## PAGE TEXT
——————

Le Deuxième Souffle is less well known than such
celebrated films as Le Doulos, Le Samourai
and Le Cercle Rouge, and has been regrettably
neglected due to its long unavailability. The long overdue
home video release reveals a transitional film between the
romantic genre play of Bob le Flambeur and Le
Doulos and the austere and existential Le
Samourai. The moments of light humor and romantic
diversions from his earlier films have been banished from
this portrait of the criminal underworld and the romantic
code of underworld honor comes at a steep cost. Melville's
direction is more stripped down and austere, his camera
more sensitive to the minutiae of detail and his exacting
pace and meticulous editing attuned to the weight of time.
The careful casing of a room and the tense wait for the
arrival of a target are as meticulously measured as the
exacting details of a robbery or a shoot-out. It's all
there from the brilliant opening scene, a prison break
where we never actually see the prison, only the abstract
pieces of walls and doors and guard towers that the three
convicts must navigate to reach their freedom. In the gray
light of early dawn, they wordlessly make their leap, the
oldest of the three straining to keep up with the youngest,
huffing as he tramps through the forest and races to catch
an open boxcar on a passing train.
That criminal elder is Gustave 'Gu' Minda, played by
stocky, broad-shouldered Lino Ventura, an icon of French
crime cinema (including such classics as Touchez pas au
grisbi and Classe tous risques) and the very
model of stoic professionalism. Our first glimpse reveals a
vulnerable man, perhaps past his prime, out of his element
and persevering by sheer determination. But once he's back
in his own environment – Paris, Marseilles, the brotherhood
of a gang on a meticulously-planned heist – he's not just
the consummate professional, he's the unflappable anchor
who personally takes care of every potential problem,
whether it's a pair of two-bit thugs who try to rob
Manouche (Christine Fabrega), Gu's former lover and trusted
friend (she's referred to as his "sister," which is slang
for mistress), or a motorcycle cop guarding an armored car
with a shipment of platinum. But he's also resigned to his
fate: "I gambled and I lost," he shrugs when Manouche tries
to cheer him up.

——————

## MATERIAL SUPPLIED
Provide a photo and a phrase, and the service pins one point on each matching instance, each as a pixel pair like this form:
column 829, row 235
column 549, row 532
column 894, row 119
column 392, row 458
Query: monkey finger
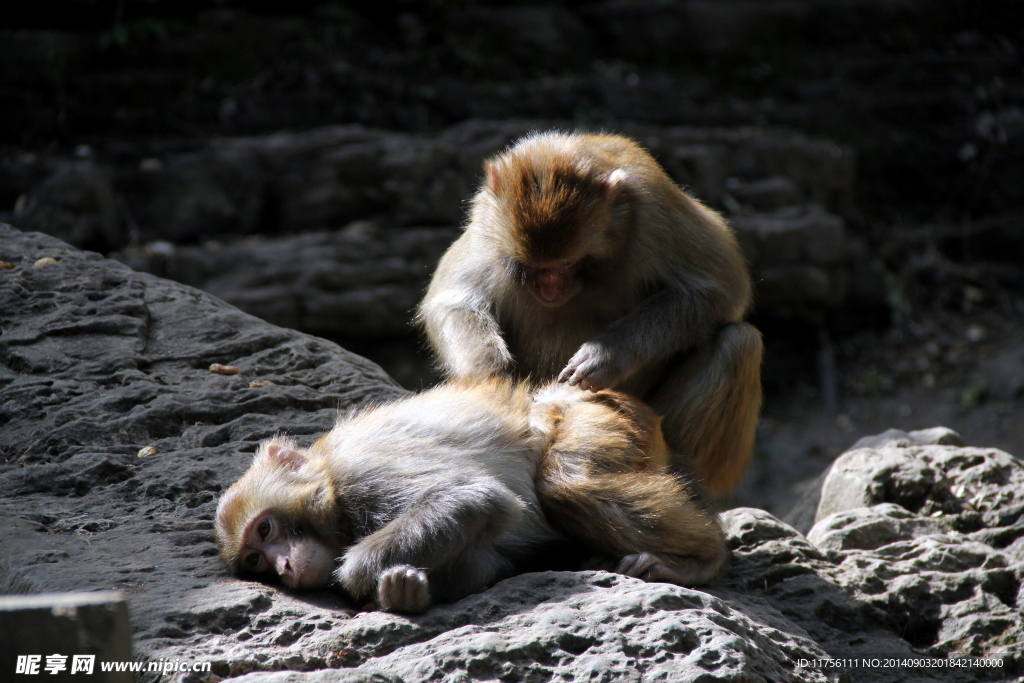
column 403, row 589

——————

## REQUIREMENTS
In the review of Le Deuxième Souffle, reproduce the passage from "The careful casing" up to and including "a passing train.".

## COMPLETE OUTPUT
The careful casing of a room and the tense wait for the
arrival of a target are as meticulously measured as the
exacting details of a robbery or a shoot-out. It's all
there from the brilliant opening scene, a prison break
where we never actually see the prison, only the abstract
pieces of walls and doors and guard towers that the three
convicts must navigate to reach their freedom. In the gray
light of early dawn, they wordlessly make their leap, the
oldest of the three straining to keep up with the youngest,
huffing as he tramps through the forest and races to catch
an open boxcar on a passing train.